◆ WHAT IS NEEDED:
Retype the full set of records. Keep every character identical.
- - -
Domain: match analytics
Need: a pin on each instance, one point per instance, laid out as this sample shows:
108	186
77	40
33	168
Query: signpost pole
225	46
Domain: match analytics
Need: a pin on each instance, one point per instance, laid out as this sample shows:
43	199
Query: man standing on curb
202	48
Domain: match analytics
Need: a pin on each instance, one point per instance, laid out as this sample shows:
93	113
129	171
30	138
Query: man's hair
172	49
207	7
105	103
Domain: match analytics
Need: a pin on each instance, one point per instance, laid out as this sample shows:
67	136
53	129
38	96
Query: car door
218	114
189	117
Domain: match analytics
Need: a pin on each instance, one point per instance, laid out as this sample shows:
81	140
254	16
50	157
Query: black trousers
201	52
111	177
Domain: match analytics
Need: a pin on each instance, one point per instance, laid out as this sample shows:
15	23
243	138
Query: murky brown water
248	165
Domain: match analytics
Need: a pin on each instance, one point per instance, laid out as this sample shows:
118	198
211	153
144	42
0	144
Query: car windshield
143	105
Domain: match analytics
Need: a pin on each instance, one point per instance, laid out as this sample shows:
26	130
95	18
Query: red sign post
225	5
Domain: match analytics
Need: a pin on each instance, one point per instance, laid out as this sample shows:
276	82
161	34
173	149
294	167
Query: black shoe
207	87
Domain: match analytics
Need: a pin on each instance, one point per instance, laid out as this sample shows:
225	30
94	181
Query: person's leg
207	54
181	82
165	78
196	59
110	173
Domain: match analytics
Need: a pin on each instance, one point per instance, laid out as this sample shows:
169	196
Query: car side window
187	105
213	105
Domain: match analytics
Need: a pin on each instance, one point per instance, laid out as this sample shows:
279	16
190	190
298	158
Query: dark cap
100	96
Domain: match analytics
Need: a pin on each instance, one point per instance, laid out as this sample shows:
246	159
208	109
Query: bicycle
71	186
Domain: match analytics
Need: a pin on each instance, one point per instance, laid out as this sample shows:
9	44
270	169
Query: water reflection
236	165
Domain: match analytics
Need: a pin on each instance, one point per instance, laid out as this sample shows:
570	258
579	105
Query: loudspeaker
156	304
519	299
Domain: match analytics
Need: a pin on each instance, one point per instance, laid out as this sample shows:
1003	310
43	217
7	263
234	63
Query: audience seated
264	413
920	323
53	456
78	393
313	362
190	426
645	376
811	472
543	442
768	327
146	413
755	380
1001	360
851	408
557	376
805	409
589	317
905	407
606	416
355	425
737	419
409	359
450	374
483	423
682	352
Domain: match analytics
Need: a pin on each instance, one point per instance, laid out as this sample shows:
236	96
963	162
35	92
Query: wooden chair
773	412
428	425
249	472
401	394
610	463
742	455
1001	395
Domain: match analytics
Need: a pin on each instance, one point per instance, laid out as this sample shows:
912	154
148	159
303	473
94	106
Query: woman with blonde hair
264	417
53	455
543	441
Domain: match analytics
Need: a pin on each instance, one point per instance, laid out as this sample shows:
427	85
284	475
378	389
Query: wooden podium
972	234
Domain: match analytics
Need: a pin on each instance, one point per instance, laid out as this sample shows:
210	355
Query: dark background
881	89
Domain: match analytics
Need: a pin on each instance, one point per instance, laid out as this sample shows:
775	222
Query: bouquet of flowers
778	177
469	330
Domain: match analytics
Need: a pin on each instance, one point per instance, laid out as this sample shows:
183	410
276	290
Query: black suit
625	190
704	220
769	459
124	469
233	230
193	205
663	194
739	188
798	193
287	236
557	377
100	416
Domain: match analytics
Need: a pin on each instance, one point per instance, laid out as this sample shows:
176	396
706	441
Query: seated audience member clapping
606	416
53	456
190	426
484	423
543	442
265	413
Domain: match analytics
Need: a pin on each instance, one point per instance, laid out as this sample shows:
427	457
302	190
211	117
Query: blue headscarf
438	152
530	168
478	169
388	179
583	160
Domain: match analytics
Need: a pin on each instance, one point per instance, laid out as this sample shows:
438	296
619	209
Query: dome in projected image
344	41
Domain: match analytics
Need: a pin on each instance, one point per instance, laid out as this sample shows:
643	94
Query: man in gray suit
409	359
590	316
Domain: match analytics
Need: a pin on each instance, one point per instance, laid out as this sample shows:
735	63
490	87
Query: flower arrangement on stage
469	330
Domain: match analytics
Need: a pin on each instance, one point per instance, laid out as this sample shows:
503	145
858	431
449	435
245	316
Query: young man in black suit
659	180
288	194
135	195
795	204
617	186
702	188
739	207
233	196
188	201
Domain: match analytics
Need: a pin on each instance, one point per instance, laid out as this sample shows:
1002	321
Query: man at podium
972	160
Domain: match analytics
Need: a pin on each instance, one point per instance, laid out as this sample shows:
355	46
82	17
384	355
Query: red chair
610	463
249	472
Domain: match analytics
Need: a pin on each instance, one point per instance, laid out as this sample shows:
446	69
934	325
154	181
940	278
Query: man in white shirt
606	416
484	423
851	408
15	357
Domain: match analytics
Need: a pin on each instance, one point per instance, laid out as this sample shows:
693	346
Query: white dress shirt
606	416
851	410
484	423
- - -
◆ EXERCISE RESPONSE:
Domain: match analytics
Need: a pin on each instance, one point per instance, laid out as this sample shows:
108	186
77	40
33	168
Query: signpost pole
225	46
Domain: match analytics
Need: a pin on each instance, one point per instance, laid out as this sample shows:
43	199
Query: man standing on curb
202	48
Domain: match analytics
Need: a pin on each instance, one point per instance, laid out as this sample shows:
93	113
129	171
30	138
Query: man's hair
172	49
207	7
105	103
Domain: match analytics
Need: a pin on each instance, one point per instance, laid out as this sample shows:
67	136
53	129
38	96
Query: car door
218	114
189	117
Domain: match analytics
Need: a pin on each instance, one point per instance, laid out as this sample shows:
81	140
254	16
50	157
Query: black trousers
201	52
111	177
Domain: match analytics
Need: a pin on each instance, one point per instance, laid out as this sample shows:
15	23
243	138
Query: murky brown water
248	165
Domain: match analytics
Need: a pin on each instance, one point per instance, laid out as this sample shows:
118	198
211	153
144	42
0	144
Query: car windshield
143	105
Domain: match analytics
Need: a pin on each instance, one point per instance, laid out as this sample shows:
26	130
95	18
Query: red sign post
225	5
Domain: match analytics
Need: a pin on each instance, one point per instance, laid out as this sample shows:
276	82
161	34
173	149
294	167
Query: black shoe
207	87
Domain: match analytics
Need: a pin on each instance, one point per instance, laid out as this sample shows:
225	30
94	181
Query: person's leg
207	54
181	82
165	78
196	59
110	173
Domain: match analytics
Need: a pin on each instance, one point per instance, laid out as this sample shows:
169	196
Query: car side window
187	105
213	105
Domain: match analytics
Need: a pin on each instance, one point per instance, laid out as this sample shows:
279	16
190	190
298	158
Query: dark cap
100	96
Domain: match analytics
Need: a pin on each instance, one point per instance, laid out as this sample shows:
246	159
208	109
Query: bicycle
71	186
Domain: match analytics
Need: a pin on each instance, one point per instance, laid out as this sample shows:
9	44
270	169
Query: water reflection
236	165
Domain: match analytics
Need: a pin on each instance, one point per instance, laid out as this sample shows:
570	258
579	105
Query: loudspeaker
156	304
519	299
Domain: match analytics
Need: a pin on each instance, one point per instance, laid out as this sample shows:
1003	310
43	217
7	263
234	63
Query: audience seated
264	413
920	323
53	456
78	393
313	362
190	426
645	376
811	472
543	442
768	327
146	413
755	380
1001	360
851	408
557	376
805	409
589	317
905	407
606	416
355	425
737	419
409	359
450	374
483	423
682	352
Domain: match analytics
Need: a pin on each instance, one point per instance, laid out as this sample shows:
236	96
963	162
35	92
Query: wooden chair
773	412
428	425
249	472
401	394
610	463
742	455
1001	395
Domain: match analytics
Need: a pin on each instance, one point per instance, laid out as this sample shows:
912	154
148	159
303	473
94	106
Query: woman with blonde hair
264	417
53	455
543	441
Domain: match analytics
Need: a pin on each instance, one point per instance, laid out as this sample shows:
427	85
284	475
378	389
Query: wooden podium
972	234
Domain: match analytics
Need: a pin on each instance, one point per instance, laid out as this sample shows:
210	355
Query: dark background
881	89
Domain: match analytics
Need: a pin on each instance, one point per instance, laid out as this sample shows:
775	222
Query: bouquet of flowers
778	177
469	330
Domain: match analytics
Need: a pin on each instance, one point per instance, laid out as this sample shows:
183	410
276	290
Query: black suit
625	190
704	220
769	459
124	469
233	230
193	205
663	194
739	188
798	193
287	236
557	377
100	416
Domain: match analytics
Need: a pin on each instance, one point per instance, laid out as this sample shows:
176	396
706	441
Query: seated audience member clapping
606	416
53	456
190	426
484	423
543	442
265	413
Domain: match analytics
Need: a pin on each instance, one point per instance, laid out as this sample shows:
427	457
302	190
211	117
Query: blue headscarf
438	152
530	168
478	169
388	179
583	160
Domain: match analytics
Need: a pin on each instance, one point per instance, laid out as this sample shows:
438	296
619	209
Query: dome in projected image
344	41
Domain: match analytics
Need: a pin on each instance, one point per instance, laid out as this sample shows:
643	94
Query: man in gray suit
409	359
590	316
Domain: match analytics
Need: a pin on each instance, one point per instance, laid out as this sample shows:
735	63
490	87
Query: flower arrangement on stage
469	330
Domain: match analytics
Need: a pin on each instance, one point per instance, laid out as this sample shows:
503	145
858	431
449	435
245	316
Query: young man in black suit
659	180
288	194
135	195
795	204
617	186
702	188
739	207
233	196
188	201
Domain: match analytics
Need: a pin on each instance, one point per instance, laid out as this sample shows:
1002	321
Query: man at podium
972	160
Domain: match analytics
Need: a pin on each instance, one point per instance, laid out as this sample shows:
355	46
82	17
384	355
Query: red chair
610	463
249	472
Domain: match analytics
Need: a pin on each instance, one point per instance, laid out as this sample shows:
446	69
934	325
154	181
940	278
Query: man in white shirt
606	416
484	423
851	408
15	357
Domain: match analytics
Need: a pin on each instance, one point per instance, laid out as this sample shows:
693	346
Query: white dress shirt
606	416
851	410
484	423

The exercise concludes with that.